> [Requirement A] Echo the database thread word for word, everything from "That's it for" down to "you were close.".

> [Source passage]
···

Re: [U2] Migration (OT)

Dawn Wolthuis Fri, 24 Dec 2010 20:06:29 -0800

Oh wow, it sure is hard not to jump in on this one, but it's Christmas
Eve so I will render quick opinion and hope that the conversation is
still going on when I really have a chance to respond.


A couple of opinions --

1. Were it not for the standardization of SQL, a majority of BI would
be more easily accomplished using data modeled for and stored in an MV
database over a SQL DBMS.

2. The MV model is more the future than is the legacy SQL DBMS data
model. Thinking that the RDBMS model has trumped the MV model makes
sense on the one hand, but the RDBMS model is now on the wane while
the MV model is part of the group of data models that will wax again,
some under the category "NoSQL." So, were I to write new software
(hey, I am working with a team that is doing just that), I would
choose one of the non-RDBMS models (Ok, I chose Pick/MV) rather than
the old-fashioned, restrictive, and so-last-century SQL DBMS tools. I
did choose a database with the fastest SQL implementation against the
MV model, however. Given that for some applications SaaS software will
replace software deployed by other means, user organizations will care
a lot less about whether the DBMS is Oracle or some other big dog.

That's it for now, back to family. Merry Christmas and Happy Holidays.  --dawn

On Fri, Dec 24, 2010 at 12:39 PM, Robert Houben <robert.hou...@fwic.net> wrote:
> Yes, you were close.
>
> I deal with lots of different MV platforms, and depending on what platform 
> you are on, indexing either doesn't exist or may or may not use b-tree (most 
> do).  In my experience, if you are trying to use more than one field to sort, 
> at best, MV will give you the first one sorted, then it has to manually do 
> the others.   So, let me amend my statement to read like this: "Sorting tends 
> to be less efficient in MV than in SQL."
>
> I'm not really sure if MV is more efficient than SQL on reads. Sometimes it 
> looks like it is, sometimes it looks like it isn't.  I admit that I waffle on 
> that.  They are close enough that it doesn't make a big difference, but I'm 
> inclined anecdotally to lean to the feeling that MV is maybe a bit faster.  
> It's hard to say, since the moment you include actual multivalues, MV wins 
> hands-down, because of the disk-access situation.
>
> My reference to inserting into a file with a modulo of 1 was in counterpoint 
> to my observation that a poorly sized SQL database can cause really bad 
> performance on inserts.  My point is, if you don't get the design right, your 
> mileage will vary regardless of the dbms.  With any dbms, failure to do 
> reasonable administration will bite you in the end, and it's unfair to blame 
> the dbms for that.  That's operator error.

···

Rows from a pointing dataset

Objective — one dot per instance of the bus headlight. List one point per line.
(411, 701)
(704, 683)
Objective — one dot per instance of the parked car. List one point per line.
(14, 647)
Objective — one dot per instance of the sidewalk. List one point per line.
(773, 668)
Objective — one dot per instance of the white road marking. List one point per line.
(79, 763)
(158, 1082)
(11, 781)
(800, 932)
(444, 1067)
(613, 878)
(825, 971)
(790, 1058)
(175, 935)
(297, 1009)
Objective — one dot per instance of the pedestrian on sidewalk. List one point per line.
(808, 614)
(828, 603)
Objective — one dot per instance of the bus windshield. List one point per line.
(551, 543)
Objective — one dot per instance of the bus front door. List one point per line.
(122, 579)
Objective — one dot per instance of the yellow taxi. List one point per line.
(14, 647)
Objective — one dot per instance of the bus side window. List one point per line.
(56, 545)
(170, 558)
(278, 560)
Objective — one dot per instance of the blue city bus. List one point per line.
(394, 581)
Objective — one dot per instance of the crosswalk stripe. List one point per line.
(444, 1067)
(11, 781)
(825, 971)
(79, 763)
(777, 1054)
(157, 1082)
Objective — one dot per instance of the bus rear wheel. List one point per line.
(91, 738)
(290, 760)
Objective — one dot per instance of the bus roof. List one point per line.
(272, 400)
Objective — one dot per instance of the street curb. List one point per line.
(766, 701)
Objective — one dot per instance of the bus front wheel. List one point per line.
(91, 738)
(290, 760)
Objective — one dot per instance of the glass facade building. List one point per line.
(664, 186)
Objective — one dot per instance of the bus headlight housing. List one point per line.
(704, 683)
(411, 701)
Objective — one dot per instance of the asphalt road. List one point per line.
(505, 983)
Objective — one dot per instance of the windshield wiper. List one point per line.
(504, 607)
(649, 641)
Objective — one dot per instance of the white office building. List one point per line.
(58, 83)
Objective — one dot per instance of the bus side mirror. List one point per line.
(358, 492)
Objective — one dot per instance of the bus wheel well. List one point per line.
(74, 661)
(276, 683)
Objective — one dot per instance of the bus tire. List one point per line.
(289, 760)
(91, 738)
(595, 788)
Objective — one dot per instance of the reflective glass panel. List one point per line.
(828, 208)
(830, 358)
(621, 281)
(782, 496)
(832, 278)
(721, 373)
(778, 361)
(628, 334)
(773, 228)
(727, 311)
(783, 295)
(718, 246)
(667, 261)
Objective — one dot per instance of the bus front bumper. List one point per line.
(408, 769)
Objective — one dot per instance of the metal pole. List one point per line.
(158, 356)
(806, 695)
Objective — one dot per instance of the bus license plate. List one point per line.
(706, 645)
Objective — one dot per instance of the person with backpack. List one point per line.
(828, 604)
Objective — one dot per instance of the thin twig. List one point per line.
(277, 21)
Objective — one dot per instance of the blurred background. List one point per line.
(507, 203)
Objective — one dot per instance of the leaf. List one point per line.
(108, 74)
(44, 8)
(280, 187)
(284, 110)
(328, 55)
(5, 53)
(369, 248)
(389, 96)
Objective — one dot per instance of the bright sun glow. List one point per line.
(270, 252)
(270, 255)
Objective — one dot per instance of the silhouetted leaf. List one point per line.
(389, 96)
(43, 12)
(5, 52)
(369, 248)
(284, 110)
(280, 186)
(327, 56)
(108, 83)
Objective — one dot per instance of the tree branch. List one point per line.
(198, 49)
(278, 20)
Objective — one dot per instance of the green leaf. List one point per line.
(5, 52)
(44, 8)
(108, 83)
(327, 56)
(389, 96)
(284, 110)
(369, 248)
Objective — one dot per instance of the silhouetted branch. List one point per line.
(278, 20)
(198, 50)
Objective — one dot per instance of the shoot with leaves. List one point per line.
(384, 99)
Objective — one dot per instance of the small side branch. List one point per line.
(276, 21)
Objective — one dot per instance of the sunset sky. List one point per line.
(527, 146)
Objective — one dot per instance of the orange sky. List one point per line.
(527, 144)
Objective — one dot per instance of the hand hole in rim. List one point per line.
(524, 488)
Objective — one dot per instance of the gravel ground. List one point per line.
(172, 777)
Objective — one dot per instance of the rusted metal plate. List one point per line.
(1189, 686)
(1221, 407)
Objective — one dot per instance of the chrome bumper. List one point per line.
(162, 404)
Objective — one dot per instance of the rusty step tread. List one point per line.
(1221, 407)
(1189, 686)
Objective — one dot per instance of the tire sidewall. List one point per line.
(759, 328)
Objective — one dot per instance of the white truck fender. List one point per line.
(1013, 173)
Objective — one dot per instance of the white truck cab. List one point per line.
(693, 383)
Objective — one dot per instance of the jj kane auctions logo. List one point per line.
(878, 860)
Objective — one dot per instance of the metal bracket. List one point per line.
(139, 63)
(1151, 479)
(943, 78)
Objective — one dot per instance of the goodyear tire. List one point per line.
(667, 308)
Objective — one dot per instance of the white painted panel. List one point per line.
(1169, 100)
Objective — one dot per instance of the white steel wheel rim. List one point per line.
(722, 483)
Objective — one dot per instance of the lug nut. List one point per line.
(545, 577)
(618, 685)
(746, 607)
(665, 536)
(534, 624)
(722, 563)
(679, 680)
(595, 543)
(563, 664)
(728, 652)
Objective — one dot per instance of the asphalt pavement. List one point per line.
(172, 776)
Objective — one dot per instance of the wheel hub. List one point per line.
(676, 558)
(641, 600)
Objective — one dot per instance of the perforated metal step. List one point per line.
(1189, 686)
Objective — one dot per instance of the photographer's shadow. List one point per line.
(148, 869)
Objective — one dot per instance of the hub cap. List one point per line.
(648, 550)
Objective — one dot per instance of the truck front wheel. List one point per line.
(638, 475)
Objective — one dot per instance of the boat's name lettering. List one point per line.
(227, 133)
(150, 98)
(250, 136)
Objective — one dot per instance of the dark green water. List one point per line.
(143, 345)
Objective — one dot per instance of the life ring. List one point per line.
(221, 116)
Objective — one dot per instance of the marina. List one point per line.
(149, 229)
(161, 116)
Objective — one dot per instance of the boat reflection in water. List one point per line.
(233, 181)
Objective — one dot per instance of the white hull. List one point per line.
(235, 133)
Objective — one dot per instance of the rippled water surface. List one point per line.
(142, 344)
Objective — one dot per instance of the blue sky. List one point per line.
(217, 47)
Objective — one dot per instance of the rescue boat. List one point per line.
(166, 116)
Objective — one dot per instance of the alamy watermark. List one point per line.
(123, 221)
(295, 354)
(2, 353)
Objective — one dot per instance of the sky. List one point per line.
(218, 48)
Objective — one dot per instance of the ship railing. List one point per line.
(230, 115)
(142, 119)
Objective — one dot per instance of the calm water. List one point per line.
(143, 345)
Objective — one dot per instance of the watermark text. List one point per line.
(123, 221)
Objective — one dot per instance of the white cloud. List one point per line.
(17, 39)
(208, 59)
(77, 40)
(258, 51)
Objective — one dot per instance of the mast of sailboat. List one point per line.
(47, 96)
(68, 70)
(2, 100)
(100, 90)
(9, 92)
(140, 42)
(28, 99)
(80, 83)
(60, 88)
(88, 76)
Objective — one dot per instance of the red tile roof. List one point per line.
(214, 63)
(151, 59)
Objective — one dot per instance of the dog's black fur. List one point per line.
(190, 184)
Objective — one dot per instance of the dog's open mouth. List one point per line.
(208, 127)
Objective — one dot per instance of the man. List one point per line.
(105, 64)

···

> [Requirement B] Duplicate everything from the start of the listing down to the line containing "(297, 1009)", without changing a character.

> [Exercise response A]
That's it for now, back to family. Merry Christmas and Happy Holidays.  --dawn

On Fri, Dec 24, 2010 at 12:39 PM, Robert Houben <robert.hou...@fwic.net> wrote:
> Yes, you were close.

> [Exercise response B]
Objective — one dot per instance of the bus headlight. List one point per line.
(411, 701)
(704, 683)
Objective — one dot per instance of the parked car. List one point per line.
(14, 647)
Objective — one dot per instance of the sidewalk. List one point per line.
(773, 668)
Objective — one dot per instance of the white road marking. List one point per line.
(79, 763)
(158, 1082)
(11, 781)
(800, 932)
(444, 1067)
(613, 878)
(825, 971)
(790, 1058)
(175, 935)
(297, 1009)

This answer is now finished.